__Task goal__.
Please rewrite the records from the line containing "Screen reader accessibility mode — describe where the horizon" through the end of the records, swapping "small building" for "shed" and leaving everything else the same.

[Dataset entries]
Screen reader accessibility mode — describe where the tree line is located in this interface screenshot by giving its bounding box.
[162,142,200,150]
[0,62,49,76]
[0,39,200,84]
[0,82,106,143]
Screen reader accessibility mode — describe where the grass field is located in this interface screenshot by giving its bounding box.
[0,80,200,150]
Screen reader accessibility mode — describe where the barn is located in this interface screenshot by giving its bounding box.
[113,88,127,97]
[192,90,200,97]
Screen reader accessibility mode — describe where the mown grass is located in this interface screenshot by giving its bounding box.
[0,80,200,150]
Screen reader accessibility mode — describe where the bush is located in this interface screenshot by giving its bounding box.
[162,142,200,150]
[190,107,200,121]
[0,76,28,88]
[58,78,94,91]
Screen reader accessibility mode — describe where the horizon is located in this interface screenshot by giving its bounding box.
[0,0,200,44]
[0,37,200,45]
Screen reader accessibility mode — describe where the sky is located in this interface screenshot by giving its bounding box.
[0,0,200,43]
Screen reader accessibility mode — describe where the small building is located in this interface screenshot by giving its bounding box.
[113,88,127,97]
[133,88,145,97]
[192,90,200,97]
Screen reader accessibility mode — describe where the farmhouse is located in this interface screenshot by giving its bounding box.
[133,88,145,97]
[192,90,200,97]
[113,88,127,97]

__Correct output__.
Screen reader accessibility mode — describe where the horizon is located in this interface screenshot by giving its bounding box.
[0,0,200,44]
[0,37,200,45]
Screen reader accessibility mode — describe where the sky is located in this interface screenshot by giving its bounding box.
[0,0,200,43]
Screen reader accessibility mode — describe where the shed is located in this interface screenshot by giving its bounding box.
[113,88,127,97]
[133,88,145,97]
[192,90,200,97]
Screen reader accessibility mode — describe where the farmhouse is located in this interface screenshot by giving its bounding box.
[133,88,145,97]
[192,90,200,97]
[113,88,127,97]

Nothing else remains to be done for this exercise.